_REQUIREMENTS_
Quote each record exactly, please, leaving none out.

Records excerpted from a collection

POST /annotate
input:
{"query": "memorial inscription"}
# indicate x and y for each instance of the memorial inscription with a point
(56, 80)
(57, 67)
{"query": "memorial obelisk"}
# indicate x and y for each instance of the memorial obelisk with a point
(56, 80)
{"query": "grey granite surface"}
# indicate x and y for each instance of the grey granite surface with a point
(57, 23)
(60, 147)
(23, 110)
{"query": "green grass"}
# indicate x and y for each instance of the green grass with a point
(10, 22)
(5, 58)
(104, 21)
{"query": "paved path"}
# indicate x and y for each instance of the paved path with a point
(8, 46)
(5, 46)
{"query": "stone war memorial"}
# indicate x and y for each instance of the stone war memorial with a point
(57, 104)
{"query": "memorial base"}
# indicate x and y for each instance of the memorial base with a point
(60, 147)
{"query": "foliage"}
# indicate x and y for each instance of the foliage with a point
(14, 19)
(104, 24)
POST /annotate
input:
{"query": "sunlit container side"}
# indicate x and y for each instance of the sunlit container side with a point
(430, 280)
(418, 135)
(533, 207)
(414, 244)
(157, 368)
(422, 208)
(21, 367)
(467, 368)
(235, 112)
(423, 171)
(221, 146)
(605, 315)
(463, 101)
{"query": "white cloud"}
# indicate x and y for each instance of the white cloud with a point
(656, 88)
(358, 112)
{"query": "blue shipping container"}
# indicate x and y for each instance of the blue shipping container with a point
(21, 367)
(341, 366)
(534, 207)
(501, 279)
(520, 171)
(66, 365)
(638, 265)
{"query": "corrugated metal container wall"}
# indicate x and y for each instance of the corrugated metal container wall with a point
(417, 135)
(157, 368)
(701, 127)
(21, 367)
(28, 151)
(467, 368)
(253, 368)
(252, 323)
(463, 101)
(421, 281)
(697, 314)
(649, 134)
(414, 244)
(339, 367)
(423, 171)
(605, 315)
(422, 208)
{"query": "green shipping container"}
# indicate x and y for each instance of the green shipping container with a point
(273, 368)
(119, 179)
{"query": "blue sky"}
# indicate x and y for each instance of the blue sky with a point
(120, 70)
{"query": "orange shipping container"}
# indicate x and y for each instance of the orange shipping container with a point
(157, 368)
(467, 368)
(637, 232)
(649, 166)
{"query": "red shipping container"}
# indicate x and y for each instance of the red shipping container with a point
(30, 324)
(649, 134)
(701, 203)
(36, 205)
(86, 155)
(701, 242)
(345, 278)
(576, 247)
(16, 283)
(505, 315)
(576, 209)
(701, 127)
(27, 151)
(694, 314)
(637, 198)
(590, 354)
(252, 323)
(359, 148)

_REPLY TO THE TASK_
POST /annotate
input:
{"query": "memorial inscription"}
# indicate x and y for each instance of the memorial inscription with a point
(56, 80)
(57, 67)
{"query": "memorial obelisk"}
# indicate x and y for each instance of the memorial obelisk with a point
(56, 80)
{"query": "grey granite surface"}
# indicate x and y for each instance of the grey granite surface with a point
(57, 23)
(60, 147)
(23, 110)
{"query": "green grass"}
# indicate x and y for each instance of the green grass with a point
(10, 22)
(5, 58)
(104, 21)
{"query": "paved path"}
# indicate x and y for each instance of the paved path with a point
(8, 46)
(5, 46)
{"query": "stone war memorial"}
# indicate x and y for each instance of the stone war memorial with a point
(57, 104)
{"query": "memorial base"}
# indicate x and y for each instance of the memorial base with a point
(60, 147)
{"query": "foliage"}
# indicate x and y for each instance of the foliage with a point
(14, 19)
(104, 24)
POST /annotate
input:
{"query": "sunlit container side"}
# indicate x and y for each instance of the sunlit container side with a point
(430, 280)
(418, 135)
(533, 207)
(414, 244)
(157, 368)
(422, 208)
(21, 367)
(467, 368)
(235, 112)
(423, 171)
(221, 146)
(605, 315)
(463, 101)
{"query": "white cloud"}
# indicate x and y for each instance of the white cloud with a point
(656, 88)
(358, 112)
{"query": "blue shipping container"}
# indicate x and y for each instance of the blue shipping container with a point
(21, 367)
(341, 366)
(534, 207)
(501, 279)
(520, 171)
(66, 365)
(638, 265)
{"query": "corrugated metal container wall"}
# indicate x and y for each instance of the corrugated metal container wall with a point
(417, 135)
(157, 368)
(701, 127)
(21, 367)
(28, 151)
(467, 368)
(253, 368)
(252, 323)
(463, 101)
(421, 281)
(697, 314)
(649, 134)
(414, 244)
(339, 367)
(423, 171)
(605, 315)
(422, 208)
{"query": "green shipping container"}
# indicate x and y for each instance of the green shipping container with a point
(273, 368)
(119, 179)
{"query": "blue sky"}
# indicate x and y for each instance of the blue sky with a point
(120, 70)
{"query": "orange shipping container"}
# indicate x and y for each instance of the orange shipping container with a point
(157, 368)
(467, 368)
(637, 232)
(649, 166)
{"query": "red shipping container"}
# indicate x and y for each instance of the red shipping container with a point
(30, 324)
(649, 134)
(701, 203)
(36, 205)
(86, 155)
(701, 242)
(345, 278)
(576, 247)
(16, 283)
(505, 315)
(576, 209)
(701, 127)
(27, 151)
(694, 314)
(637, 198)
(590, 354)
(252, 323)
(359, 148)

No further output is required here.